* **Tarefa do exercício 1**
Segundo as críticas literárias, quantas páginas tem a edição de A Humilhação indicada?
* **Tarefa do exercício 2**
Continua as críticas literárias a partir da última frase apresentada.

* **Texto fornecido**
Pensando que foi este o texto que esteve tantos anos na prateleira à espera, não vejo que tenha perdido muito por não o ler mais cedo.
Agora fico a perguntar-me se devo ler Nemesis desde já ou se devo deixá-lo ficar na prateleira mais tempo e não ser desapontado tão cedo.


A Humilhação (Philip Roth)
Publicações Dom Quixote
2ª edição - Abril de 2011
128 páginas

domingo, 19 de julho de 2015

Não terá sido um inferno

O cadavre exquis pode dar numa leitura delirante que nos traz em suspenso à conta de tantas ideias a reivindicarem o lugar cimeiro enquanto se integram umas nas outras.
Ou pode dar nisto: autores que por mais que tentem não conseguem mostrar que se foram aproximando, antes usaram cada um dos seus capítulos para trazerem o livro de volta ao seu estilo e pretensões sem parecerem ter consciência do que veio imediatamente antes.
Há momentos em que o livro ganha fôlego e mostra uma narrativa em que as variações não desmontam o objectivo desta farsa.
Só que ao longo da maioria das suas páginas é dado a ler quatro conjuntos de ideias de narrativa que quase se poderiam marcar a intervalos regulares.
Não se trata de exigir cedências aos autores, apenas que cheguem a cada individual delírio irónico partindo do que veio antes.

* **Linhas extraídas**

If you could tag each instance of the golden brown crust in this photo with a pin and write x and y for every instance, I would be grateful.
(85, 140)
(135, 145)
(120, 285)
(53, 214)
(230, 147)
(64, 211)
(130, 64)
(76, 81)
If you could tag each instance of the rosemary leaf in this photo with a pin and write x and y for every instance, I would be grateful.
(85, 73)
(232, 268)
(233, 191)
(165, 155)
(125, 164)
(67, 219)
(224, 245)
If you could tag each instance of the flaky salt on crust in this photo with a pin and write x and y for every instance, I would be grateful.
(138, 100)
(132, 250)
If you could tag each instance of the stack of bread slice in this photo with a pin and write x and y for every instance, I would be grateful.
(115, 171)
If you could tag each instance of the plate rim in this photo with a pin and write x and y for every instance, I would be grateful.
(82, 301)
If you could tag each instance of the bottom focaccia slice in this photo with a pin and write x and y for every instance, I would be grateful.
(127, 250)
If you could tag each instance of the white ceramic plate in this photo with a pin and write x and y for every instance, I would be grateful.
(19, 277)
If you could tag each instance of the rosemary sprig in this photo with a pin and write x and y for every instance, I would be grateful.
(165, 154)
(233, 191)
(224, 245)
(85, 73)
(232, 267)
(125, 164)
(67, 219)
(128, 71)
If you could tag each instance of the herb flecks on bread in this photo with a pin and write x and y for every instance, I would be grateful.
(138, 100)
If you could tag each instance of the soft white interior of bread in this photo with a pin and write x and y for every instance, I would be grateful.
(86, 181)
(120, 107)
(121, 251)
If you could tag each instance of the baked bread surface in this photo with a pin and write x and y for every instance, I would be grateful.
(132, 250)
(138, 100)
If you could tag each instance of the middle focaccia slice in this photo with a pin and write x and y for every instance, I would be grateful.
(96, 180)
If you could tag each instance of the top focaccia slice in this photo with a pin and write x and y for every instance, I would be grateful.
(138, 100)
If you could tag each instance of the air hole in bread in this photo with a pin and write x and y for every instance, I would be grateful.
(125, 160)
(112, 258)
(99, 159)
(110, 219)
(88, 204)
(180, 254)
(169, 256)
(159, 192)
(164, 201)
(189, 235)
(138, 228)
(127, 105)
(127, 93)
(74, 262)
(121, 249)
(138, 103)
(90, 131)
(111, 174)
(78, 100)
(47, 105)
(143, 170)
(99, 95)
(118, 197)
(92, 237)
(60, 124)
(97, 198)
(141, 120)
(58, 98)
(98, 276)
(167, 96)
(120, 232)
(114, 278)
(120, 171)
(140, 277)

* **Resultado final 1**
A edição indicada tem 128 páginas.

* **Resultado final 2**
A história varia muito o seu cenário, umas vezes estando no domínio dos Céus, outras indo parar ao "Inferno" do Estádio da Luz, para regressar sistematicamente à Assembleia da República - um verdadeiro Purgatório para o Diabo que tem de aturar as sessões encarnado num deputado.
Como esta última, há algumas ideias desta sátira que são boas. Outras têm o potencial para levarem o riso mais longe.
O problema vem de muitas outras não serem mais do que variações sobre eventos e personagens reais que não necessitam do trabalho da ficção para se mostrarem à luz da ridicularização.
Mudam-se os nomes, exageram-se uns detalhes, adicionam-se uns diálogos que não se prestam ao politicamente correcto.
A inventividade destas escolhas não é suficiente para elevar o texto acima da mistura de piadas e comentários maldosos que foram sendo ouvidos nos cafés ou lidos na internet.
O absurdo já lá estava todo e estes quatro autores viram nele uma porta para falarem do presente desalinho do nosso país.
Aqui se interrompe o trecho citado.